• _Exercise goal_:
This exercise calls for the line with "positive clicks: (466, 280)", the line with "positive clicks: (270, 62)", and all lines between them in the material below, output exactly and with no other lines.

• _Data_:
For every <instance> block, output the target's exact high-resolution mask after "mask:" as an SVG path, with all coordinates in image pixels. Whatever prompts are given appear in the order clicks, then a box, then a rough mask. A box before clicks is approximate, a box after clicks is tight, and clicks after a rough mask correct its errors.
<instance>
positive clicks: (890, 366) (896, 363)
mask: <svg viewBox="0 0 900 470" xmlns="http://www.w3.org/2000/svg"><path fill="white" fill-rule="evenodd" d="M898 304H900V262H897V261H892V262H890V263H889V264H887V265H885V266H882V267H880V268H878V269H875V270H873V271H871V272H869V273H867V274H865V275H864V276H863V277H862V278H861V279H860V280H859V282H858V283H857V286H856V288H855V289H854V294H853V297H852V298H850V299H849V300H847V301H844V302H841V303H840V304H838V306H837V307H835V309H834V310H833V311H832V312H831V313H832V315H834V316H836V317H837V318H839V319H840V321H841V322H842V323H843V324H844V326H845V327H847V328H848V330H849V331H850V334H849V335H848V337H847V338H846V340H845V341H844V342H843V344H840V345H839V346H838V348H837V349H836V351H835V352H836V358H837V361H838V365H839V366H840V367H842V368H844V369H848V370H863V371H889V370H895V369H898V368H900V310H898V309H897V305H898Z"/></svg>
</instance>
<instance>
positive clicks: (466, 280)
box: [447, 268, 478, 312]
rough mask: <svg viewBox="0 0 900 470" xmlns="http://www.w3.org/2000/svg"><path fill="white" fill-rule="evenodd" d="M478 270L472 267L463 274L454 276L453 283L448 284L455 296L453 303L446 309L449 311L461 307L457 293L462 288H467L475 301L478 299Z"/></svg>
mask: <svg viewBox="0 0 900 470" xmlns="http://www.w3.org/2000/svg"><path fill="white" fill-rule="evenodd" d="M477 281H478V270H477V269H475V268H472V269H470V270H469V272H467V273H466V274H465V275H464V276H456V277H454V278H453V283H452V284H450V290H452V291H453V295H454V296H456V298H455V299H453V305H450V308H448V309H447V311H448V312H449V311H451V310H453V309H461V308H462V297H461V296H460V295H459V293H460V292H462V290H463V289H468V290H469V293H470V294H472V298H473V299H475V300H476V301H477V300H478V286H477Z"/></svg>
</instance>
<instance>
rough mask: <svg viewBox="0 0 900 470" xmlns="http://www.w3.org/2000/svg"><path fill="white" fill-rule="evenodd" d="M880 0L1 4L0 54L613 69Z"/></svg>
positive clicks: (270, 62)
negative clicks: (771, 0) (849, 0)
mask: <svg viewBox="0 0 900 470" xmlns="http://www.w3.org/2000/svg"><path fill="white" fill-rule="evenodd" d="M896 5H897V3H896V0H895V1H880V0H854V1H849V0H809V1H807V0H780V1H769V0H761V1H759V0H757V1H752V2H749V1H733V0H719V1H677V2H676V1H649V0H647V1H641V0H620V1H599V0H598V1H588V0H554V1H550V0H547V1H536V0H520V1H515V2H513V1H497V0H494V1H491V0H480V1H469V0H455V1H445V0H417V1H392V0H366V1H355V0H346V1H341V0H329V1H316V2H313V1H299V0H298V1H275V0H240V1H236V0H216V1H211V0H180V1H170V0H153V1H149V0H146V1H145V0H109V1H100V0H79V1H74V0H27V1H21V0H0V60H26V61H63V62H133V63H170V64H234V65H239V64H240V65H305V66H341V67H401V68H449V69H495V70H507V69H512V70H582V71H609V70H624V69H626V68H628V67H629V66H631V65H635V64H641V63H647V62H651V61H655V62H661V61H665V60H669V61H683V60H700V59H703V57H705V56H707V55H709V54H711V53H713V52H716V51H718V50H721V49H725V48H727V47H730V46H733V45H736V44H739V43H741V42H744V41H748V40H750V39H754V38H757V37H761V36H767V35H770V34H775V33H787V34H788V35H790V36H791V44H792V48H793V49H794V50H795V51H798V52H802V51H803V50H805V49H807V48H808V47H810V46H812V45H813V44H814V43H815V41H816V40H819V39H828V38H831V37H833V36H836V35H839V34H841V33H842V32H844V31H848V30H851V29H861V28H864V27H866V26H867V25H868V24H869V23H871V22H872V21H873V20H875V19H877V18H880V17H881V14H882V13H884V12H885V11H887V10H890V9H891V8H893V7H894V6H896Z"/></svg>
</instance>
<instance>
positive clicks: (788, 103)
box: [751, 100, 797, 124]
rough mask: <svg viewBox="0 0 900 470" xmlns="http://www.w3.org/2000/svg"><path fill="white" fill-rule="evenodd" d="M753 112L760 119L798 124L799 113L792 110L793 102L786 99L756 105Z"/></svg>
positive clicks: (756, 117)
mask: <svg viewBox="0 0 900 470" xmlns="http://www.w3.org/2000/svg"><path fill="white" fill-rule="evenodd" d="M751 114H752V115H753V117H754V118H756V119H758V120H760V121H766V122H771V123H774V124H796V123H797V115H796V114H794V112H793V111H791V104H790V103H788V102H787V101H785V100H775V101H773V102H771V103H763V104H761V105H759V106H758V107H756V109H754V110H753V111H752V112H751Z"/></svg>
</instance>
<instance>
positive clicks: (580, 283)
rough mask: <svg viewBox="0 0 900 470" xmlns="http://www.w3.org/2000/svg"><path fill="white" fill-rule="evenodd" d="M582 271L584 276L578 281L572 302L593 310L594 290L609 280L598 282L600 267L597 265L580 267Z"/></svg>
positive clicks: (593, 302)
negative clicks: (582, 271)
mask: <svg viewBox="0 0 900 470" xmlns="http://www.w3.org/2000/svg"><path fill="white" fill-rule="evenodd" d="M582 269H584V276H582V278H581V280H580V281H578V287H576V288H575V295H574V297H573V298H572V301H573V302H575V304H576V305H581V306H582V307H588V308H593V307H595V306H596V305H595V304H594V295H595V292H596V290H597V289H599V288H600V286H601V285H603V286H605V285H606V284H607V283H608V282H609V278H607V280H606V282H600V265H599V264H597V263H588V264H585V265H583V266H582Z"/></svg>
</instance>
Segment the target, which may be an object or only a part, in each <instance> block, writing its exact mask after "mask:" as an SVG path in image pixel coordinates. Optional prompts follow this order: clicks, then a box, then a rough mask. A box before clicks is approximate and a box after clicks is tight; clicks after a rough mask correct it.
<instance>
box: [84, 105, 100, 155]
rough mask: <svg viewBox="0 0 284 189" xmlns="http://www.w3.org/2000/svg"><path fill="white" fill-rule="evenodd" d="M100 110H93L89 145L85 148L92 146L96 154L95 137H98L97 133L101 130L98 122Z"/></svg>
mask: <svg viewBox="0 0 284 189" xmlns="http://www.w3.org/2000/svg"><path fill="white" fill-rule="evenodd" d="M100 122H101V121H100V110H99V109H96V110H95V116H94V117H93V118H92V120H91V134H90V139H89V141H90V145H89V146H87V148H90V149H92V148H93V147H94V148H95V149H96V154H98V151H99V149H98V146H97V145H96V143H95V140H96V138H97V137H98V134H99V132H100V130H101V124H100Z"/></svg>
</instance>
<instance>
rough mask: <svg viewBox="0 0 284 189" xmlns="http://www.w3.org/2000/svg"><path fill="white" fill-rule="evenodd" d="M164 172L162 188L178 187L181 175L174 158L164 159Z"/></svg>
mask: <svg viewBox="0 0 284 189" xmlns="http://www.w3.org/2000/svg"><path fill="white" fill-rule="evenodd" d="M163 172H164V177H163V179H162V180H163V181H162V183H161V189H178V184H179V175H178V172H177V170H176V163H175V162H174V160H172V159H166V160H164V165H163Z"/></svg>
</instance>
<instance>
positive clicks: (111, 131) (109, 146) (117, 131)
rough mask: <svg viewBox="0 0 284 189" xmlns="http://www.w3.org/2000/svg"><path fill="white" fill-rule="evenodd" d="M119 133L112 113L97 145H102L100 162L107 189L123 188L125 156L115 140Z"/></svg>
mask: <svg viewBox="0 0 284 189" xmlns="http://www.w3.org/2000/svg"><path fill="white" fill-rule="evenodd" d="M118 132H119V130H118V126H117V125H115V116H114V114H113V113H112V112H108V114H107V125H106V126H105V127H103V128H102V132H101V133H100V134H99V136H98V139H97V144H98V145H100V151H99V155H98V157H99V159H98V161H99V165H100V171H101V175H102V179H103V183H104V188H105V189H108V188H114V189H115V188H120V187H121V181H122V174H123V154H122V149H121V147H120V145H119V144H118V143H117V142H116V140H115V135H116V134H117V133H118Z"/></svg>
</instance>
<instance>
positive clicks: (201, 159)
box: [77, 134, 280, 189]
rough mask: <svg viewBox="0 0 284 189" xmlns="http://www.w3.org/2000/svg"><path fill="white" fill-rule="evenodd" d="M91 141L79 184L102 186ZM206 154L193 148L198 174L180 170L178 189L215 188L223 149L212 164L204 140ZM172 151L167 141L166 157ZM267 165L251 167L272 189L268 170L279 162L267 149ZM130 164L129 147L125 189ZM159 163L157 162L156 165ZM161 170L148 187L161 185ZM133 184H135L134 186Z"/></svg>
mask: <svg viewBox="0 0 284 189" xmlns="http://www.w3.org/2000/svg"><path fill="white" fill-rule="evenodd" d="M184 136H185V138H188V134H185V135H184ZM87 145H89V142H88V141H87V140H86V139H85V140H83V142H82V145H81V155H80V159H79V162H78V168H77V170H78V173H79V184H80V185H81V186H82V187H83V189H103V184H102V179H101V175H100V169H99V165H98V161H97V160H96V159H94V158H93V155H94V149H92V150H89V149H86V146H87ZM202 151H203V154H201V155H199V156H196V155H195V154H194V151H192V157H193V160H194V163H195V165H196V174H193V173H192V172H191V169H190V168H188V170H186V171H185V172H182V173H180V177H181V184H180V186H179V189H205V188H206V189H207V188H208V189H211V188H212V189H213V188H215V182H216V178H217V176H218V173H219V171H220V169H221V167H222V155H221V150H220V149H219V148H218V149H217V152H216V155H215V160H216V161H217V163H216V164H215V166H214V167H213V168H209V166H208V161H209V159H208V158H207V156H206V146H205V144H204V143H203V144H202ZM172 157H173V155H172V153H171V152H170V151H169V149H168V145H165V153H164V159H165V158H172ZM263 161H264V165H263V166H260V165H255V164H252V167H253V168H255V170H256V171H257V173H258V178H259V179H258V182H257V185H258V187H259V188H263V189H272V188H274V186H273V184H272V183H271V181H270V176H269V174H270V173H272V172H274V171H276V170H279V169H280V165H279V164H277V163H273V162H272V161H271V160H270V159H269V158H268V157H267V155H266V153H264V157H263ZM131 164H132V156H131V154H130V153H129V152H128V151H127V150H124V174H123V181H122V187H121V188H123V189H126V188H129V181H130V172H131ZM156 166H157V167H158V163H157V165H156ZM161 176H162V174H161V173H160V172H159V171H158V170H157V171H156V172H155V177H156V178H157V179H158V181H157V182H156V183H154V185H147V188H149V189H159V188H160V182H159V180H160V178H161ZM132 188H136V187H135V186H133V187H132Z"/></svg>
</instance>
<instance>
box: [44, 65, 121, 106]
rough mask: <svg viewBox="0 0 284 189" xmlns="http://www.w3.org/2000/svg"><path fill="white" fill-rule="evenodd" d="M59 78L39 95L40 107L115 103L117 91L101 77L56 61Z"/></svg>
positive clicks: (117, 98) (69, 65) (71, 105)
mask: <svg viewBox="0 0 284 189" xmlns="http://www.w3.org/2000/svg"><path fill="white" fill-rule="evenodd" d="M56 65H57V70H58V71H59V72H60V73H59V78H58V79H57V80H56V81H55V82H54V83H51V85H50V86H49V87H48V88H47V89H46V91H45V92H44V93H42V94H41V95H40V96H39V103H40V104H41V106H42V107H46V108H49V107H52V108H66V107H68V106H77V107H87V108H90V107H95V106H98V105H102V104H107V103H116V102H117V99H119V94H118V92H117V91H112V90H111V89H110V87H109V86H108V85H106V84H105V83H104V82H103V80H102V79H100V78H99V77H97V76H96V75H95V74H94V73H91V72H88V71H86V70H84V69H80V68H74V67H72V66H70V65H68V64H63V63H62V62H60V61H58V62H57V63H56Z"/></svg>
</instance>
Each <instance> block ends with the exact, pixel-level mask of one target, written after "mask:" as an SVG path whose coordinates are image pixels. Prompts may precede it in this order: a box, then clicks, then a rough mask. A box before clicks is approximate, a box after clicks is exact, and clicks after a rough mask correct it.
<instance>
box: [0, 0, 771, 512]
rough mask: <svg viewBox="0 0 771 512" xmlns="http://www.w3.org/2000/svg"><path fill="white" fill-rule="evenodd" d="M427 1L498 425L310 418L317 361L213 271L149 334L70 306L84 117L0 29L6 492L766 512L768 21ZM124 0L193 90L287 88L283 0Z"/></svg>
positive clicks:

• _Result of the task_:
positive clicks: (466, 280)
box: [447, 268, 478, 312]
rough mask: <svg viewBox="0 0 900 470" xmlns="http://www.w3.org/2000/svg"><path fill="white" fill-rule="evenodd" d="M478 270L472 267L463 274L454 276L453 283L448 284L455 296L453 303L446 309L449 311L461 307L457 293L462 288H467L475 301L478 299Z"/></svg>
mask: <svg viewBox="0 0 900 470" xmlns="http://www.w3.org/2000/svg"><path fill="white" fill-rule="evenodd" d="M477 281H478V270H477V269H475V268H472V269H470V270H469V272H467V273H466V274H465V275H464V276H456V277H454V278H453V283H452V284H450V290H452V291H453V295H454V296H456V298H455V299H453V305H450V308H448V309H447V311H448V312H449V311H451V310H453V309H461V308H462V297H461V296H460V295H459V293H460V292H462V290H463V289H468V290H469V293H470V294H472V298H473V299H475V300H476V301H477V300H478V286H477Z"/></svg>
</instance>
<instance>
rough mask: <svg viewBox="0 0 900 470" xmlns="http://www.w3.org/2000/svg"><path fill="white" fill-rule="evenodd" d="M880 0L1 4L0 54L613 69Z"/></svg>
positive clicks: (270, 62)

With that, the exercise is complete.